***** EXCERPT TO READ *****

# Stephen Harper joined ex-spymasters in company investing in Israeli security tech



## Colin Parkinson (16 Apr 2021)

Well that would be most interesting, I wonder how much one makes investing into security technology?

https://www.cbc.ca/news/politics/stephen-harper-fadden-israel-awz-cybersecurity-1.5989054

_Former prime minister Stephen Harper is working with former leaders of three major intelligence agencies — the Mossad, the CIA and MI5 — in a Canadian private investment company.

AWZ Ventures invests in Israeli cybersecurity, intelligence and physical security technologies._


----------



## Retired AF Guy (16 Apr 2021)

And so what?


----------



## RangerRay (16 Apr 2021)

Queue the left-wing/anti-Zionist conspiracy theorists...🙄


----------



## CBH99 (17 Apr 2021)

Also queue the eager 'investing rookies' on which stock to take a closer look at & pick up some


----------



## Blackadder1916 (17 Apr 2021)

Colin Parkinson said:


> _Former prime minister Stephen Harper is working with former leaders of three major intelligence agencies — the Mossad, the CIA and MI5 — in a Canadian private investment company.
> 
> AWZ Ventures invests in Israeli cybersecurity, intelligence and physical security technologies._



To see who he is playing with . . . 
	

			https://www.awzventures.ca/awz-team.html


----------



## Fishbone Jones (17 Apr 2021)

So, we have a private citizen, joining a legal enterprise that has no connection to scandal, illegal activities or otherwise. If I have that right, why is this even a story? It sounds like gossip looking for shenanigans.


----------



## Halifax Tar (17 Apr 2021)

Fishbone Jones said:


> So, we have a private citizen, joining a legal enterprise that has no connection to scandal, illegal activities or otherwise. If I have that right, why is this even a story? It sounds like gossip looking for shenanigans.

*****

EXERCISE INSTRUCTIONS:
(a) List the usernames of everyone who posted in the forum thread about Stephen Harper and AWZ Ventures, in the order their posts appear.
(b) Please print the part of the forum thread about Stephen Harper and AWZ Ventures from "## CBH99 (17" up to and including "Blackadder1916 (17 Apr 2021)".

***** GIVEN DATA *****

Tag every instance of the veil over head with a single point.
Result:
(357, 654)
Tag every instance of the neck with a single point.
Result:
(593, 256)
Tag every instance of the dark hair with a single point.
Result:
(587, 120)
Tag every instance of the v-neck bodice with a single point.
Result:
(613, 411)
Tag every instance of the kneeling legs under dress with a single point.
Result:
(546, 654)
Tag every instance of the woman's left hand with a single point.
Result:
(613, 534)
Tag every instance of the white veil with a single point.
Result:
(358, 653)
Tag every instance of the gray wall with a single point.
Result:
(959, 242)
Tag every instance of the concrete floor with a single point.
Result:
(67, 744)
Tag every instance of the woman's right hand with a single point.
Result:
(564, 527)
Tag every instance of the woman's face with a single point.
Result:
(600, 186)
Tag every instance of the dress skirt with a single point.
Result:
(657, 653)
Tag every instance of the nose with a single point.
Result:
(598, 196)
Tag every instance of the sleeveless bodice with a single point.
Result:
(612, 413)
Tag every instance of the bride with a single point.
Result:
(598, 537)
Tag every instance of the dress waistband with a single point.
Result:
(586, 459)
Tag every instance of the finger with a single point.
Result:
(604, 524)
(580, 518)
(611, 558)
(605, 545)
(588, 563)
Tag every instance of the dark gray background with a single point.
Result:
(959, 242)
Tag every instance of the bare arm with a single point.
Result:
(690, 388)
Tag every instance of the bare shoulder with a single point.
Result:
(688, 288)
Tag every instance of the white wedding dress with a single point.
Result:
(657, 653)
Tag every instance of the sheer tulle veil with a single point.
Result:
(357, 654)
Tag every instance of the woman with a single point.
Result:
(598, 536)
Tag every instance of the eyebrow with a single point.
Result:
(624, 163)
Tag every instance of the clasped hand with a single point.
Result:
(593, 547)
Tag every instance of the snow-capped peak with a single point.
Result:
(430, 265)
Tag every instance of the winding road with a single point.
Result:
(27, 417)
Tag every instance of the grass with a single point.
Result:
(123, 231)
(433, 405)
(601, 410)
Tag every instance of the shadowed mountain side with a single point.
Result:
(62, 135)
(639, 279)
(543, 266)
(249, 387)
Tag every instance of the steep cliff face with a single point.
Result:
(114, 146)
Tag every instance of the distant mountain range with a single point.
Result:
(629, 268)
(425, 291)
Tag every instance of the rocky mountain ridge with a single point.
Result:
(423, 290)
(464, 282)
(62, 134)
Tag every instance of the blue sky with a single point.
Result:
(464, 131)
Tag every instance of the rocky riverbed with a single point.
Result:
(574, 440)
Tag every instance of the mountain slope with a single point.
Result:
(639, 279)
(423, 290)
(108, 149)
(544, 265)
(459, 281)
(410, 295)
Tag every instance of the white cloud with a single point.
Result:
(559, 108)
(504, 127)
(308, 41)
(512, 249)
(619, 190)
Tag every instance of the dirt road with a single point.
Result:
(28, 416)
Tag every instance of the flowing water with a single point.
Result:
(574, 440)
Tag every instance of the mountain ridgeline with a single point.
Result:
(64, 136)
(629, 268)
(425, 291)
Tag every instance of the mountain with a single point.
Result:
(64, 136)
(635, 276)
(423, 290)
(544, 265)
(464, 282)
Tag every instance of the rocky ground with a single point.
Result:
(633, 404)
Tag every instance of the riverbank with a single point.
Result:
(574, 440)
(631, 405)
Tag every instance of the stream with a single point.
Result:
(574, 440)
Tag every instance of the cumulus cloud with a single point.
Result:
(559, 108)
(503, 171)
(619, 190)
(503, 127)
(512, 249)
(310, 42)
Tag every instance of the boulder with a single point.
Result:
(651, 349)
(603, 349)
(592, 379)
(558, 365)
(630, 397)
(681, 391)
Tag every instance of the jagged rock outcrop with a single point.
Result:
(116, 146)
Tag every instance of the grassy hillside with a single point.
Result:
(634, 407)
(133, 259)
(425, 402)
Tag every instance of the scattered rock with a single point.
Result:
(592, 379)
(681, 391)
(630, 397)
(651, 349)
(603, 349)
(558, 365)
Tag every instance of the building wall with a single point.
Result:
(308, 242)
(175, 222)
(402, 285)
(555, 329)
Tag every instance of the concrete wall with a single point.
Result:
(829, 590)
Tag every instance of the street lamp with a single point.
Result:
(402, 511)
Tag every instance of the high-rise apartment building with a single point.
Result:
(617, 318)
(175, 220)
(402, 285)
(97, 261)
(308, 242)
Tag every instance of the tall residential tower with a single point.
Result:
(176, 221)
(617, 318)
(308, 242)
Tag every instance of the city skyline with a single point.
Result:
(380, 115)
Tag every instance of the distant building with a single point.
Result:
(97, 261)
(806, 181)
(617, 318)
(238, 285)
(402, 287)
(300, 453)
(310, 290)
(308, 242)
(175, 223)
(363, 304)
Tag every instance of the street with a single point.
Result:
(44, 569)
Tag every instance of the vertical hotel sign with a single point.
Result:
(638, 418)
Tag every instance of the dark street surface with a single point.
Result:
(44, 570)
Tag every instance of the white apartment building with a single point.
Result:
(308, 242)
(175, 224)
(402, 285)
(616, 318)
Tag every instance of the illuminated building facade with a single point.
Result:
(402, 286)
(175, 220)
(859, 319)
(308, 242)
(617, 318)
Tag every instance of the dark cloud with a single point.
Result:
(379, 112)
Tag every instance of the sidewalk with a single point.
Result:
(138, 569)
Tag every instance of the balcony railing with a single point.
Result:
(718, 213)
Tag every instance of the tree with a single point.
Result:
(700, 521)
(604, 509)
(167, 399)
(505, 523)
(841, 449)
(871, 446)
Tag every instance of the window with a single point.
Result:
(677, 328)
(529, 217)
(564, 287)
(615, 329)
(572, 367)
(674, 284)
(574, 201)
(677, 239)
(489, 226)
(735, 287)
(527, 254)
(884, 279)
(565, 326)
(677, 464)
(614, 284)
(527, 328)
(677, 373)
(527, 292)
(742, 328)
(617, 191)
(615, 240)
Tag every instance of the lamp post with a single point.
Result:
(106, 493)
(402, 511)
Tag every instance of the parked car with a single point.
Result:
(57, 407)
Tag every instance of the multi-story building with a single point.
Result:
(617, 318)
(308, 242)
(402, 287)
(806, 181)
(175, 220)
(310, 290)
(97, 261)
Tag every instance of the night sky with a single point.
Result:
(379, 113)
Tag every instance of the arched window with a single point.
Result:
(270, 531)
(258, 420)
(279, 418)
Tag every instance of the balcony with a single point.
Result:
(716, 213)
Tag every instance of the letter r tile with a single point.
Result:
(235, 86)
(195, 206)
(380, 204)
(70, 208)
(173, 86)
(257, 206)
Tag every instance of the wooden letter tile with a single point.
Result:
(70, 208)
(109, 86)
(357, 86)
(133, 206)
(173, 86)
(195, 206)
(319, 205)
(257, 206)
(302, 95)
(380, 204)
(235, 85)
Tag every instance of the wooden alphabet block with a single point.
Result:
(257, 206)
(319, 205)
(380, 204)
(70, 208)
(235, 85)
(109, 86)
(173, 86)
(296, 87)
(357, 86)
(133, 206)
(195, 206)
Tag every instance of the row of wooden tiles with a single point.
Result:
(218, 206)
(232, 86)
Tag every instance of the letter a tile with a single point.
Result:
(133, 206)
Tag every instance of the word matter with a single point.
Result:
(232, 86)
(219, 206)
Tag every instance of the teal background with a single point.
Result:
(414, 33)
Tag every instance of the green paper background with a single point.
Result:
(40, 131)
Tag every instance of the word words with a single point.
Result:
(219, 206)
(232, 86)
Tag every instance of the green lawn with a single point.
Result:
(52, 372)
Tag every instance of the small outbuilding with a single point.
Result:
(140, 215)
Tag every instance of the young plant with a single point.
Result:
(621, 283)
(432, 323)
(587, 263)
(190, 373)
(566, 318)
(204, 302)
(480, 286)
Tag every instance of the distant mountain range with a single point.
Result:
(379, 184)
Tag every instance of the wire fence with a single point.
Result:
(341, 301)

*****

SOLUTIONS TO THE EXERCISE:
(a) Colin Parkinson, Retired AF Guy, RangerRay, CBH99, Blackadder1916, Fishbone Jones, Halifax Tar

(b)
## CBH99 (17 Apr 2021)

Also queue the eager 'investing rookies' on which stock to take a closer look at & pick up some


----------



## Blackadder1916 (17 Apr 2021)